▸ PROBLEM DESCRIPTION
Count the lines in the source records below that contain the string "drawer". Reply with the number alone.

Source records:
____
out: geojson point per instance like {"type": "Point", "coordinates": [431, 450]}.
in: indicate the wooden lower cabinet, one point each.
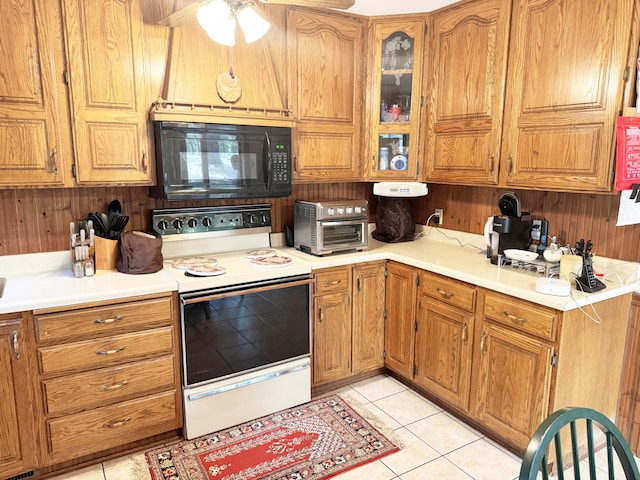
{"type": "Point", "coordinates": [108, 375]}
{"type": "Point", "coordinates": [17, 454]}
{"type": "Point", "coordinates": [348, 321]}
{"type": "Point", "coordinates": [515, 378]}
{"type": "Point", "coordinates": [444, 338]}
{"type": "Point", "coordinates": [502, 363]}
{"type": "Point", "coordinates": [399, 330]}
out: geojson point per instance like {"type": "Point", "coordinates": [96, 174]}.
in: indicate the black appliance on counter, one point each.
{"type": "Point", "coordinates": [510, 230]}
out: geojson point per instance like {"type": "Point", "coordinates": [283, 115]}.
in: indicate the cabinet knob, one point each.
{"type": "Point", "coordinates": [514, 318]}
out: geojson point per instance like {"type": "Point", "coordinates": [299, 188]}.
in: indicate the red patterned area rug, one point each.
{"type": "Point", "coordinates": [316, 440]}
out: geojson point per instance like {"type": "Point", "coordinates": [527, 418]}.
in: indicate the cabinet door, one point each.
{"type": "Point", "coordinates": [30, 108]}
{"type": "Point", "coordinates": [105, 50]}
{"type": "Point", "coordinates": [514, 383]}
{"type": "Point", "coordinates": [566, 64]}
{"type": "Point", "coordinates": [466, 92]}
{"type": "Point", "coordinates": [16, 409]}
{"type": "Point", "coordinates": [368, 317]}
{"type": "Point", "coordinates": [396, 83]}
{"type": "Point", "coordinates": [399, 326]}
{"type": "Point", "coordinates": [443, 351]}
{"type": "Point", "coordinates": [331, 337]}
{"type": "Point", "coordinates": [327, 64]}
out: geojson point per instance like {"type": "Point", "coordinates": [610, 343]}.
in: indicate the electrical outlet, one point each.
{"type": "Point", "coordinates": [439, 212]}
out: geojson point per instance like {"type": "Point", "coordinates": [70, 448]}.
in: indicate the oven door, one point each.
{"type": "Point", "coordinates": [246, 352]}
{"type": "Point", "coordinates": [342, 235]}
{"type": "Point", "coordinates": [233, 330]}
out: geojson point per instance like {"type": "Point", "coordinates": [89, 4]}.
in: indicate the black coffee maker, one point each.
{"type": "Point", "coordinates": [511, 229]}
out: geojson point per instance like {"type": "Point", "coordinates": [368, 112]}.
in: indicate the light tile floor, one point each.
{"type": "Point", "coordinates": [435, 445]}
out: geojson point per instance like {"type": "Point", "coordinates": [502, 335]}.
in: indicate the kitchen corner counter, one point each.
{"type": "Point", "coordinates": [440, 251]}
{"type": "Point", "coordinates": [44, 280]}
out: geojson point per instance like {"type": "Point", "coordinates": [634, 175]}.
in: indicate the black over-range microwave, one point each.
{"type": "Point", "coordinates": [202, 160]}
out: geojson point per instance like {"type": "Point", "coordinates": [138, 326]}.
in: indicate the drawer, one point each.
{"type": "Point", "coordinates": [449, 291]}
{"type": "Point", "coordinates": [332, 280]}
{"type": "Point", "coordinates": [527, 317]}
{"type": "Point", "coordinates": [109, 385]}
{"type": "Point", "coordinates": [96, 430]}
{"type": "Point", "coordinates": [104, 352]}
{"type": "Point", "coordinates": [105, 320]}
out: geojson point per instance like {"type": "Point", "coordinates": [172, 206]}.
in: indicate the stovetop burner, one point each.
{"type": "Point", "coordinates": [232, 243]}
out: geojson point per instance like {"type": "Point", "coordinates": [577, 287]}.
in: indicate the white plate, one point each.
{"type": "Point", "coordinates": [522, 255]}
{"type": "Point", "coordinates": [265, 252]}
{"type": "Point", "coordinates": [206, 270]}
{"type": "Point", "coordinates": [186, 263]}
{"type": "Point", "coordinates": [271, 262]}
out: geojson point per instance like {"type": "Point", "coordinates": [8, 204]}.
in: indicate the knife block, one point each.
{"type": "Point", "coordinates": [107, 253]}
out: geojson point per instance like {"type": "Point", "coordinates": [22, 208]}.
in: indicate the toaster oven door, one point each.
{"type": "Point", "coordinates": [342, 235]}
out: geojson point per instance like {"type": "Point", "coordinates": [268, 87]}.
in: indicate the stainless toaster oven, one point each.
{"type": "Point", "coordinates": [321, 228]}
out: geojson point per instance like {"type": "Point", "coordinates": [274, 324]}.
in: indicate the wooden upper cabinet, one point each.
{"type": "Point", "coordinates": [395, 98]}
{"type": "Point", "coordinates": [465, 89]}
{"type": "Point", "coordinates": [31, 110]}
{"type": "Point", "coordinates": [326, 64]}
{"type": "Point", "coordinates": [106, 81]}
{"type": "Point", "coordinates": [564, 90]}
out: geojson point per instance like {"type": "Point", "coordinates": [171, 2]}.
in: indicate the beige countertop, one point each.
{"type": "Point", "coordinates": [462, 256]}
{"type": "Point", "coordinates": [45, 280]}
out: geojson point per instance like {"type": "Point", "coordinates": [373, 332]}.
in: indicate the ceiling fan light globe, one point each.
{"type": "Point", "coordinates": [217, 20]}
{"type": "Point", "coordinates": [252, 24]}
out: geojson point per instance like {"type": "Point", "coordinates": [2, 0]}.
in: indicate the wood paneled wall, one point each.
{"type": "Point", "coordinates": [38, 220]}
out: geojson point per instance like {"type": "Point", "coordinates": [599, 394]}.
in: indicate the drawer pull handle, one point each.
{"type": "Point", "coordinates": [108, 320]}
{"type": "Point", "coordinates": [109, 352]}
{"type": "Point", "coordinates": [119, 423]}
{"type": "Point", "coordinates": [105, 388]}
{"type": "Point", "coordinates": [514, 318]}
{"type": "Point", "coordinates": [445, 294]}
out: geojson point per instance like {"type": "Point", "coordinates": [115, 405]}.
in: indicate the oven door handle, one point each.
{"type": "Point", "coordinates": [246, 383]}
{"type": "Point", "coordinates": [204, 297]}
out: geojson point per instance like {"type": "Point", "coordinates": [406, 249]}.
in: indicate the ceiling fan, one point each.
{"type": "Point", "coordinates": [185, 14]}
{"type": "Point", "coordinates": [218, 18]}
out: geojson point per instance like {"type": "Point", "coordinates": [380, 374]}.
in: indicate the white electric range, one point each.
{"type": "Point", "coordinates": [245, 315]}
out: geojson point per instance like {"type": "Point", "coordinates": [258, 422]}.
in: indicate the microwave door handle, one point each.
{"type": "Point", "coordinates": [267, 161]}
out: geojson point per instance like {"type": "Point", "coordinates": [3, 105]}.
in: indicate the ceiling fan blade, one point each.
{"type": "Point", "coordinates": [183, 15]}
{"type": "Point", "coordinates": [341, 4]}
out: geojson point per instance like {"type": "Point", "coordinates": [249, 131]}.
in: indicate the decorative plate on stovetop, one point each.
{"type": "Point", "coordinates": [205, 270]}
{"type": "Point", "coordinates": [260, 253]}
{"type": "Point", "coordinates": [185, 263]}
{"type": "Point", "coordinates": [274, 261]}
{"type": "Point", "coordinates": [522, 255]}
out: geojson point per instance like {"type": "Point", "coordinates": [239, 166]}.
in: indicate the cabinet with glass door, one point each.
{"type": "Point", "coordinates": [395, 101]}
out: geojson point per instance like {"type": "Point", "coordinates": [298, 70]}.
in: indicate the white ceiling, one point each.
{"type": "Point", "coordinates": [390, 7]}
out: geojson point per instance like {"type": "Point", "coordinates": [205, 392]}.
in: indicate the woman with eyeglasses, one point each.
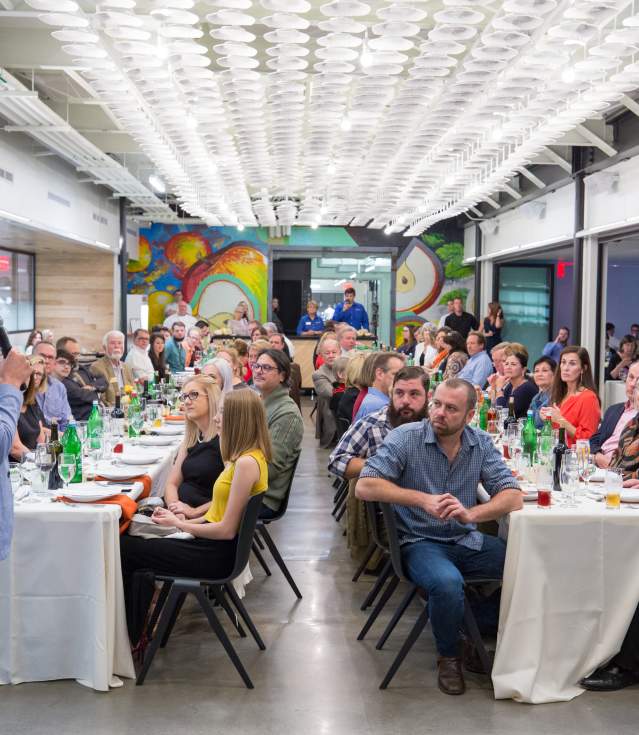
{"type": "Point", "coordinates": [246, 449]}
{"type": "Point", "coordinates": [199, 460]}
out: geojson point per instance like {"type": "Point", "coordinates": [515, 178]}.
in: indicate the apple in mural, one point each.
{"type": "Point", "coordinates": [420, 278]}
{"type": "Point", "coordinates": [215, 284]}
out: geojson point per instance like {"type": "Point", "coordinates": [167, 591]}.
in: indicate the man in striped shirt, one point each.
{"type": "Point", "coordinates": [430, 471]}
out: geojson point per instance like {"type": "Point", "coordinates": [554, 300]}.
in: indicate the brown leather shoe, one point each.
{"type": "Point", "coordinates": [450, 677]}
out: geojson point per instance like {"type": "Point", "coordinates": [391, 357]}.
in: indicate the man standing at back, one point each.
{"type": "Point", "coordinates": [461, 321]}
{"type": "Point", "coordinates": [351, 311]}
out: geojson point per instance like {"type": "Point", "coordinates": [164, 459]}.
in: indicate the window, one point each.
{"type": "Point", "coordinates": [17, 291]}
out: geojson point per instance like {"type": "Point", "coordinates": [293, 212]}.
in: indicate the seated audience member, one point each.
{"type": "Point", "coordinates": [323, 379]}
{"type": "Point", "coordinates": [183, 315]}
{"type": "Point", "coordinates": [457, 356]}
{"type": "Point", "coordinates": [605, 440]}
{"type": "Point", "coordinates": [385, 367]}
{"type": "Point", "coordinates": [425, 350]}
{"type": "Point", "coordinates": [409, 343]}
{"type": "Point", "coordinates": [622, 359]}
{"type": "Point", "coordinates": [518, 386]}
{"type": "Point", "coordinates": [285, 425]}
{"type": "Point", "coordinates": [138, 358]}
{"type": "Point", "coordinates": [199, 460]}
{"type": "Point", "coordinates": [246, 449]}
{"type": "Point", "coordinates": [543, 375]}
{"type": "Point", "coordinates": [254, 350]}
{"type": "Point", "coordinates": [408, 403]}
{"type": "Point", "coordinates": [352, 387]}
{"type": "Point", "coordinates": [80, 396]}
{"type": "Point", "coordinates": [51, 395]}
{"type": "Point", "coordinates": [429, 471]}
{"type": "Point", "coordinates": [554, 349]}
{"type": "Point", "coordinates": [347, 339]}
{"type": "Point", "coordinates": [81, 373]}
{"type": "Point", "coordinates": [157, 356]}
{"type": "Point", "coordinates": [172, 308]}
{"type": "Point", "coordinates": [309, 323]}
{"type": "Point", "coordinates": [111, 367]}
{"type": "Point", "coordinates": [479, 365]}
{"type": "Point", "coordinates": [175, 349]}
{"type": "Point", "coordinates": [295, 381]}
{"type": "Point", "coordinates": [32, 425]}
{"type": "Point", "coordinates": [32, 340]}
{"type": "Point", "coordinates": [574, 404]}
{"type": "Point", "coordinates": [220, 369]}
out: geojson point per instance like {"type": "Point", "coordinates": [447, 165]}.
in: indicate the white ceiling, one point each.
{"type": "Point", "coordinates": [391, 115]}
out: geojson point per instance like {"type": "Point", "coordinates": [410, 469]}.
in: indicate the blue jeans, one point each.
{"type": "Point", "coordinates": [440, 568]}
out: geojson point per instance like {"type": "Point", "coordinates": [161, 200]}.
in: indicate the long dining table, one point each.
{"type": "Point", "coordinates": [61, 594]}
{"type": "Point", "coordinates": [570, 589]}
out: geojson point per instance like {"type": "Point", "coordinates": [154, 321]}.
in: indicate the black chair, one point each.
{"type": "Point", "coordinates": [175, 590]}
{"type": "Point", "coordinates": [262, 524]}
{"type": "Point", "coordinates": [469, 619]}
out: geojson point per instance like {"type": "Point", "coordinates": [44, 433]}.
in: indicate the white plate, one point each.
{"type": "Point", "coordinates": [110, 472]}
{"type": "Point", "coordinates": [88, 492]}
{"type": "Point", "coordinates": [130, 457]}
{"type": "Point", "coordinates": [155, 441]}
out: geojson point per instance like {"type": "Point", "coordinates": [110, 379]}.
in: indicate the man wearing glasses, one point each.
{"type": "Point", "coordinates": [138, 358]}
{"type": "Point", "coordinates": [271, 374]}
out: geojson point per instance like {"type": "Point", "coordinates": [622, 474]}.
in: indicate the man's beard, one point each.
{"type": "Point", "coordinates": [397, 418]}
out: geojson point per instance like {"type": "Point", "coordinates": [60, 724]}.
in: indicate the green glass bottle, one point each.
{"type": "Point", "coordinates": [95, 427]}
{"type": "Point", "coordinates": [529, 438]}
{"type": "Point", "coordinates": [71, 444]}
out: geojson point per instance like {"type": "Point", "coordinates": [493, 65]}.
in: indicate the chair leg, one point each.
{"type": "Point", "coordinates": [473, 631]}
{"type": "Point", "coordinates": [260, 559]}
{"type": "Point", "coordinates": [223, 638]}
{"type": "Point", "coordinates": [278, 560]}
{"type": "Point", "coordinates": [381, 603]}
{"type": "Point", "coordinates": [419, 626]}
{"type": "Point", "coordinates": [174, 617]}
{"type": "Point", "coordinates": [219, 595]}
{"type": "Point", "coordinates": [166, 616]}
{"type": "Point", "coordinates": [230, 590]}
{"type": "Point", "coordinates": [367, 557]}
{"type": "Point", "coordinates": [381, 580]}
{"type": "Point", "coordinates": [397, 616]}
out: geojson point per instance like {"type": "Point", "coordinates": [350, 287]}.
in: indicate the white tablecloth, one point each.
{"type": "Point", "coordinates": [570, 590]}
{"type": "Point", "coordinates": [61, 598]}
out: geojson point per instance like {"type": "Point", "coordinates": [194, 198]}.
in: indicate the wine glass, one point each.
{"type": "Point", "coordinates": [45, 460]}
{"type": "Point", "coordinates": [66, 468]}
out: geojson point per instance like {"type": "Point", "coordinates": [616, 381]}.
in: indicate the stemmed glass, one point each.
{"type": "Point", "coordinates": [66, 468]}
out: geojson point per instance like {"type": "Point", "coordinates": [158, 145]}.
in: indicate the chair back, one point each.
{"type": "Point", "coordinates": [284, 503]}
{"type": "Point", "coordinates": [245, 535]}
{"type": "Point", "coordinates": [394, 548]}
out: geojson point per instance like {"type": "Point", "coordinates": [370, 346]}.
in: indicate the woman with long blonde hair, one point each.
____
▸ RESPONSE BELOW
2